◆ Do this
Retype all of the data exactly as given.
━━ Data provided
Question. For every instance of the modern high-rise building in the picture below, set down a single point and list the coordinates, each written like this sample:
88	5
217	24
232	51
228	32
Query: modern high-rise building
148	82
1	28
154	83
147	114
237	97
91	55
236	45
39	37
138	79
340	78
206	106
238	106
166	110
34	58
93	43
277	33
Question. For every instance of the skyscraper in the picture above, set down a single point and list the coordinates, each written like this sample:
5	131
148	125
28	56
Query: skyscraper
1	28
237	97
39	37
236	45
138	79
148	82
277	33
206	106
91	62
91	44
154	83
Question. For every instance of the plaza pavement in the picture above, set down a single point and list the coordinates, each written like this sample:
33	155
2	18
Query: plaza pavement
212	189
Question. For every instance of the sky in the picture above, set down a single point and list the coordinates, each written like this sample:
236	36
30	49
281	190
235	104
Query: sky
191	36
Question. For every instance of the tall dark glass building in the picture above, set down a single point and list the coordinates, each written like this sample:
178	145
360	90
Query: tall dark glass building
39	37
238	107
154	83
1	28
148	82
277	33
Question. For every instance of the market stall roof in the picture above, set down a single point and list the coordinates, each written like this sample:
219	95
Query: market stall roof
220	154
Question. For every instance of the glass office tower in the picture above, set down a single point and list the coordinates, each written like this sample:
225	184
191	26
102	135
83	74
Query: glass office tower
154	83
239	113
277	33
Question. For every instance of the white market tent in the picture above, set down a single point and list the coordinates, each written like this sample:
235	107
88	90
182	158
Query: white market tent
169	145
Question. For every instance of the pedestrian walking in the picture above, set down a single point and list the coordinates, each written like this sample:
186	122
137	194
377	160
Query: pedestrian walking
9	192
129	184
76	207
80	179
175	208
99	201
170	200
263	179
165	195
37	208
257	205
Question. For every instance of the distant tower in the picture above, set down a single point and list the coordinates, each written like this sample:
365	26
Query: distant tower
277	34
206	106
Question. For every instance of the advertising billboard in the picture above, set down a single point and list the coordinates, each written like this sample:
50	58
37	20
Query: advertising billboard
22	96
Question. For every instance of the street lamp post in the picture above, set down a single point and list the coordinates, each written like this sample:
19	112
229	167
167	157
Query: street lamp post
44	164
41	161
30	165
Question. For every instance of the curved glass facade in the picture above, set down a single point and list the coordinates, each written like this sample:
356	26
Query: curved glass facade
━━━━
◆ Final answer
Question. For every instance of the modern high-rise building in the picture below, set down a single point and list the coordinates, each written like this sample:
88	5
217	24
232	51
228	32
Query: modern high-rise building
148	82
1	28
154	83
147	114
237	97
91	55
236	45
39	37
138	79
340	78
206	106
238	106
166	110
34	58
93	43
277	33
Question. For every instance of the skyscraper in the picture above, set down a single point and list the coordinates, each written like this sample:
5	131
148	125
28	56
Query: skyscraper
1	28
237	97
39	37
236	45
138	79
148	82
277	33
206	106
91	62
91	44
154	83
Question. For every instance of the plaza pavement in the picture above, set down a single point and list the coordinates, each written like this sample:
33	155
2	18
Query: plaza pavement
212	189
Question. For every instance of the sky in the picture above, set down a single point and list the coordinates, each written like this sample:
236	36
30	49
281	190
235	104
Query: sky
191	36
Question. For every instance of the tall dark glass building in the picture above, set down a single point and list the coordinates, each written like this sample:
178	145
360	90
Query: tall dark glass building
39	37
238	107
154	83
1	28
148	82
277	33
Question. For every instance of the market stall roof in the picture above, set down a single point and list the coordinates, each written like this sample:
219	95
Query: market stall roof
220	154
Question. For every instance of the glass office tower in the picture above, set down a single point and list the coordinates, each written like this sample:
225	184
191	26
102	135
83	74
Query: glass office tower
154	83
239	113
277	33
Question. For every instance of the white market tent in the picture above, set down a single point and list the coordinates, each written like this sample:
235	107
88	90
182	158
Query: white market tent
169	145
Question. For every instance of the pedestrian walking in the picture above, set down a single point and list the coordinates, each written like this sample:
186	122
137	194
377	160
Query: pedestrian walking
9	192
129	184
76	207
80	179
175	208
99	201
170	200
263	179
165	195
37	208
257	205
Question. For every instance of the distant tower in the picture above, set down a single point and list the coordinates, each written like this sample:
365	26
Query: distant tower
277	34
206	106
Question. For every instance of the advertising billboard in the picture above, set down a single point and list the coordinates, each written like this sample:
50	58
37	20
Query: advertising billboard
22	96
Question. For every instance of the street lamp post in the picture above, set down a single point and list the coordinates, each written like this sample:
19	112
229	167
167	157
Query: street lamp post
44	164
41	161
30	165
Question. For every instance of the curved glass facade in the picture above, set down a single point and list the coordinates, each written like this sample:
356	26
Query: curved glass facade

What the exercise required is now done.